* **Problem details**:
Please return all of the entries below exactly as they are written.
>>>>>
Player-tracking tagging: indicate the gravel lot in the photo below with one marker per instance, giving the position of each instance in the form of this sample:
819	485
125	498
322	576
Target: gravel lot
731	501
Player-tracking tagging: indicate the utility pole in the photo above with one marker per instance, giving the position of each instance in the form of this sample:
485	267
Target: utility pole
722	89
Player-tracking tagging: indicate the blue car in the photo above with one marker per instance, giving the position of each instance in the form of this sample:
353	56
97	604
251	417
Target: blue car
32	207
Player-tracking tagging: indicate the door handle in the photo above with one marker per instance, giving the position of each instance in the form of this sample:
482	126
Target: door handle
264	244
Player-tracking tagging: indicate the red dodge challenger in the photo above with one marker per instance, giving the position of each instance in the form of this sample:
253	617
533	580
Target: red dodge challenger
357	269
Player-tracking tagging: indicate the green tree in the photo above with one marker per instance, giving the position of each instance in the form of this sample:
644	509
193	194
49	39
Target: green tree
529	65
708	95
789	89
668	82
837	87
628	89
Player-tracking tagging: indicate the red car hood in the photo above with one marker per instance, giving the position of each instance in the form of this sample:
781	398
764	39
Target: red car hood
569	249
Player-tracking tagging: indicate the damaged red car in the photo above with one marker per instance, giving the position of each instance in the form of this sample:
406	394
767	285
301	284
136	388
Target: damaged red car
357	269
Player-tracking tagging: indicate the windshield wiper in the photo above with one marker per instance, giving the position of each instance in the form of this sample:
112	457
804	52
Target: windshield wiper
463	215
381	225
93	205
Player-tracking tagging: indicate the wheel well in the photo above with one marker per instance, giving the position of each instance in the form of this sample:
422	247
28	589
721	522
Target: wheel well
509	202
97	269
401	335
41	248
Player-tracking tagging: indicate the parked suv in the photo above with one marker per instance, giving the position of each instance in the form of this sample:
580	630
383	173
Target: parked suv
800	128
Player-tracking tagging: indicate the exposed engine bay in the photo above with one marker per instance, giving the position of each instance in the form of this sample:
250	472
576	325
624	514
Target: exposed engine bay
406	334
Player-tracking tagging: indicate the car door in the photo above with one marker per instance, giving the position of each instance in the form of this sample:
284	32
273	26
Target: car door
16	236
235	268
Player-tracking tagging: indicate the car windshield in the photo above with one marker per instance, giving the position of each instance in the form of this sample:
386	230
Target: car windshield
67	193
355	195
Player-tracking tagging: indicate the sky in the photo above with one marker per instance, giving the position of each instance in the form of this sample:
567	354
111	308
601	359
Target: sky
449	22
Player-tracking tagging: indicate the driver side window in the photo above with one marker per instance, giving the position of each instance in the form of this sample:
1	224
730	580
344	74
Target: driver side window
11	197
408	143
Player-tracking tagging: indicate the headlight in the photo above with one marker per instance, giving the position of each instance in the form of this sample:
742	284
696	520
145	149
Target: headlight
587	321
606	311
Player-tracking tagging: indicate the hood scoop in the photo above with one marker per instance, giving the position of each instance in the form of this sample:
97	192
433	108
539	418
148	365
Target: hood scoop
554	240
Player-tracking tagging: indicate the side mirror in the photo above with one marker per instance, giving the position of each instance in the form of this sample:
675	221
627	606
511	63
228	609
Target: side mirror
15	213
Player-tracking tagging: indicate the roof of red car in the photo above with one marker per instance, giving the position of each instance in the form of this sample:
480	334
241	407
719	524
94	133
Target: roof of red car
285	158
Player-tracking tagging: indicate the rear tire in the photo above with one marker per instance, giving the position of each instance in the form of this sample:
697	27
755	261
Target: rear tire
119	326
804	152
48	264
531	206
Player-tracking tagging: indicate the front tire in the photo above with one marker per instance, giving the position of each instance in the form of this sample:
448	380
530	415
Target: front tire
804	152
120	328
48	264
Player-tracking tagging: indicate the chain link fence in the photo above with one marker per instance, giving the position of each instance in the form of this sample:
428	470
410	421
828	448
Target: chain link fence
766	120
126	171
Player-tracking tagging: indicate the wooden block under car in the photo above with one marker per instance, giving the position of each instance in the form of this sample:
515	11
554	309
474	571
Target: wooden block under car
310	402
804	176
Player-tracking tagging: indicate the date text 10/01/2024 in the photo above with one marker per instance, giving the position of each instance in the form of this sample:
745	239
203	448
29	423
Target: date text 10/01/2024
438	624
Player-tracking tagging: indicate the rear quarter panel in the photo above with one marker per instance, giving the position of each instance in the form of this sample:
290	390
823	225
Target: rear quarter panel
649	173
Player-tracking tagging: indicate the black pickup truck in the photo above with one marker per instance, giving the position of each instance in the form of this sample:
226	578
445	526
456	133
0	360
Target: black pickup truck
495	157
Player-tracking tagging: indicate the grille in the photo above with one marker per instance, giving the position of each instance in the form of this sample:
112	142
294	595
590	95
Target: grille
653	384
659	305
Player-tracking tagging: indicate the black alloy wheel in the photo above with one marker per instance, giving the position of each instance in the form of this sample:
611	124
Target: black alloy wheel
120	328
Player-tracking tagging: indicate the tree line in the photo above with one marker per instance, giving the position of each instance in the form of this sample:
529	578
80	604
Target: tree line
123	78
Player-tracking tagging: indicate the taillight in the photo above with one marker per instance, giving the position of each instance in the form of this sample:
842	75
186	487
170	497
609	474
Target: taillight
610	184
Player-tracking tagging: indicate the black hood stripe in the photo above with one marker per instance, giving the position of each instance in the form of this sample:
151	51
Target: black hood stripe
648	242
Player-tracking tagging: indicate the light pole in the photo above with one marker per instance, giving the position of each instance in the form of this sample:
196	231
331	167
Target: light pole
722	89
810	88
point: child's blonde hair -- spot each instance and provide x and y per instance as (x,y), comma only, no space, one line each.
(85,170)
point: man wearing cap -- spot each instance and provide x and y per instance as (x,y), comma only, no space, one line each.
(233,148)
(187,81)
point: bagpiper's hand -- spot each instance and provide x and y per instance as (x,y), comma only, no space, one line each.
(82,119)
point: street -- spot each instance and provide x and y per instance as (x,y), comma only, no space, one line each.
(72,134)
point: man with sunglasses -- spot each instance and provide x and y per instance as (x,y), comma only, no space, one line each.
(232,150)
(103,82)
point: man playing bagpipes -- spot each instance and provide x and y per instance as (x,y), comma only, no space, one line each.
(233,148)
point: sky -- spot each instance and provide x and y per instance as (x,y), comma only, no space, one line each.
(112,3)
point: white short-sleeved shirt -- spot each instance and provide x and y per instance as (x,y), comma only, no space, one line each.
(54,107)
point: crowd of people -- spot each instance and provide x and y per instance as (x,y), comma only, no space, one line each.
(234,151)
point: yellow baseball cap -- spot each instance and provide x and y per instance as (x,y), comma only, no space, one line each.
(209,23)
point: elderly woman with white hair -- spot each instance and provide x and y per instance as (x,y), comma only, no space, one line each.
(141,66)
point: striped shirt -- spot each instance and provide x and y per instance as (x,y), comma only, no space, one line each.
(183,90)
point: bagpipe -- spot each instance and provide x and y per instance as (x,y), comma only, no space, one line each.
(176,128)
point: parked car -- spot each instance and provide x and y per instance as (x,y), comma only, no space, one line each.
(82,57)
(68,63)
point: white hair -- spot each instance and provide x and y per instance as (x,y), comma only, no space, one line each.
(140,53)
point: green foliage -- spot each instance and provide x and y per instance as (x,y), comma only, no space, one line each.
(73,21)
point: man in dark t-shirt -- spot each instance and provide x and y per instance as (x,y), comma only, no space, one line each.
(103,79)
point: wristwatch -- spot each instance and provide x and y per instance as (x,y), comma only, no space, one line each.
<<<<<
* **Task output**:
Player-tracking tagging: indicate the gravel lot in the photo below with one marker per instance, giving the position of each instance in the form of this sample:
819	485
125	498
322	576
Target: gravel lot
731	501
Player-tracking tagging: indicate the utility pole in the photo above with one marker per instance, giving the position of each instance in the form of this sample:
485	267
Target: utility pole
722	89
Player-tracking tagging: indicate the blue car in the photo above with one marker per instance, giving the position of each instance in the form of this sample:
353	56
97	604
251	417
Target: blue car
32	207
Player-tracking tagging: indicate the door handle in the photo above with one marker per instance, giving the position of each instance in the form of this sample:
482	126
Target: door handle
264	244
Player-tracking tagging: indicate the red dodge challenger in the photo above with one marker per instance, giving the position of each instance in the form of this sample:
253	617
533	580
Target: red dodge challenger
357	269
Player-tracking tagging: indicate the green tree in the photo above with one marker per instance, giving the position of each instance in the form of this sample:
644	509
193	194
49	39
Target: green tree
529	65
708	95
789	89
668	82
837	87
628	89
Player-tracking tagging: indicate the red car hood in the photo above with one marker per instance, giving the position of each instance in the form of this sample:
781	398
764	39
Target: red car hood
569	249
Player-tracking tagging: indicate the damaged red car in the photo above with one marker per instance, giving the position of each instance in the form of this sample:
406	394
767	285
301	284
136	388
Target: damaged red car
357	269
Player-tracking tagging: indicate the windshield wiper in the photo above with one marker per instance, giving the position of each instance in the form of this sample:
112	457
804	52
Target: windshield wiper
463	215
381	225
93	205
Player-tracking tagging: indicate the wheel well in the photo above with one marker per instance, giving the position of each instance in the form of this sample:
422	247
28	589
721	522
Target: wheel well
509	202
97	269
401	335
41	248
Player-tracking tagging: indicate the parked suv in the photo above with one marker per instance, giving the position of each instance in the form of this sample:
580	630
383	173
Target: parked suv
800	128
Player-tracking tagging: indicate the exposed engine bay in the photo above with one marker per instance, giving the position of each instance in the form of this sample:
250	472
576	325
624	514
Target: exposed engine bay
406	334
Player-tracking tagging: indicate the car door in the photo above with one marker per instance, giving the position of each instance in the form of this sample:
284	32
273	26
Target: car door
16	236
235	268
Player-tracking tagging: indicate the car windshield in the photo above with one marker per instance, giving the position of each instance in the form of this sample:
386	230
Target: car windshield
67	193
355	195
Player-tracking tagging: indicate the sky in the photo above with one marker per instance, giving the position of each instance in the form of this sample:
567	354
111	308
601	359
Target: sky
449	22
Player-tracking tagging: indicate the driver side window in the photo above with one marker per instance, giving the position of each instance in the form of this sample:
1	224
730	580
344	74
Target: driver side window
11	197
408	143
Player-tracking tagging: indicate the headlight in the photo above with one marker per instance, giving the position of each instance in the form of this sample:
742	284
696	520
145	149
Target: headlight
587	321
606	311
Player-tracking tagging: indicate the hood scoop in the photo above with one marker per instance, giving the position of each instance in the form of this sample:
97	192
433	108
539	418
148	365
Target: hood scoop
554	240
Player-tracking tagging: indicate the side mirror in the photo above with one marker per instance, giving the position of each instance in the form of this sample:
675	221
627	606
511	63
228	609
Target: side mirror
15	213
Player-tracking tagging: indicate the roof of red car in the photo above with one marker per instance, giving the position of each instance in the form of this sample:
480	334
241	407
719	524
94	133
Target: roof of red car
285	158
Player-tracking tagging: indicate the rear tire in the photo above with one marker per instance, giving the position of each instance in the form of this sample:
697	27
755	261
Target: rear tire
119	326
804	152
48	264
531	206
Player-tracking tagging: indicate the front tire in the photo above with one marker per instance, giving the position of each instance in the form of this sample:
448	380
530	415
Target: front tire
804	152
120	328
48	264
Player-tracking tagging: indicate the chain link fence in the photo above with one marker per instance, giving the position of each instance in the form of this sample:
428	470
410	421
828	448
Target: chain link fence
766	120
126	171
Player-tracking tagging: indicate the wooden block under car in the photo above with one marker per instance, giving the position of each instance in the form of this sample:
515	11
554	309
474	571
Target: wooden block under car
310	402
804	176
Player-tracking tagging: indicate the date text 10/01/2024 in the photo above with one marker per instance, giving the position of each instance in the form of this sample:
745	239
203	448
29	423
Target: date text 10/01/2024
438	624
Player-tracking tagging: indicate the rear quarter panel in the photo above with one marker per instance, giving the position of each instance in the form of this sample:
290	390
823	225
Target: rear quarter panel
649	173
Player-tracking tagging: indicate the black pickup truck in the photo above with one marker per instance, giving the position of each instance in the form of this sample:
226	578
445	526
456	133
0	360
Target: black pickup truck
495	157
Player-tracking tagging: indicate the grille in the photo above with one marker per instance, giving the position of each instance in the form of this sample:
112	142
294	595
590	95
Target: grille
653	384
659	305
Player-tracking tagging: indicate the black alloy wheel in the photo above with one marker per instance, giving the position of each instance in the form of this sample:
611	124
Target: black alloy wheel
120	328
Player-tracking tagging: indicate the tree line in the photo above with one marker per instance, giving the position of each instance in the form of this sample:
529	578
80	604
Target: tree line
123	78
Player-tracking tagging: indicate the taillight in the photo above with one marker per instance, giving the position of each instance in the form of this sample:
842	75
186	487
170	497
609	474
Target: taillight
610	184
Player-tracking tagging: indicate the black hood stripe in the photo above with one marker per instance, giving the position of each instance in the form of this sample:
151	51
Target: black hood stripe
648	242
Player-tracking tagging: indicate the light pole in the photo above with one marker per instance, giving the position of each instance in the form of this sample:
196	231
331	167
Target: light pole
722	89
810	88
point: child's blonde hair -- spot each instance and provide x and y per instance as (x,y), comma only, no space, one line each.
(85,170)
point: man wearing cap -- spot each instance and provide x and y per instance as (x,y), comma only, no space, one line each.
(233,148)
(187,81)
point: bagpiper's hand -- spot each instance and provide x and y per instance as (x,y), comma only, no space, one line each.
(82,119)
point: street -- spot each instance and provide x and y per instance as (x,y), comma only, no space, one line each.
(72,134)
point: man with sunglasses -- spot each instance and provide x and y per instance as (x,y), comma only, no space, one line each.
(232,150)
(103,82)
point: man playing bagpipes -- spot each instance and provide x and y per instance as (x,y), comma only, no space, one line each.
(233,148)
point: sky -- spot each instance and provide x and y per instance as (x,y), comma only, no space, one line each.
(112,3)
point: white short-sleeved shirt -- spot each instance and provide x and y per instance as (x,y), comma only, no space, one line each.
(54,107)
point: crowd of people -- spot each instance and provide x and y per instance as (x,y), comma only, no space, one line each.
(234,151)
point: yellow baseball cap -- spot each instance and provide x and y per instance as (x,y), comma only, no space, one line each.
(209,23)
point: elderly woman with white hair -- spot each instance and provide x and y per instance as (x,y), comma only, no space, one line each.
(141,66)
point: striped shirt -- spot each instance and provide x and y per instance as (x,y), comma only, no space, one line each.
(183,90)
point: bagpipe -- spot each instance and provide x and y per instance as (x,y), comma only, no space, one line each.
(176,128)
point: parked car -- spot each instance and provide x and y per instance as (x,y), comma only, no space, one line each.
(82,57)
(68,63)
point: white hair -- spot each instance and provide x and y per instance as (x,y), comma only, no space, one line each.
(140,53)
point: green foliage -- spot each instance and provide x and y per instance as (x,y), comma only, no space, one line each.
(73,21)
point: man in dark t-shirt -- spot each instance and provide x and y per instance as (x,y), comma only, no space, one line each.
(103,79)
point: wristwatch -- spot each instance and provide x and y per instance as (x,y), comma only, no space, one line each.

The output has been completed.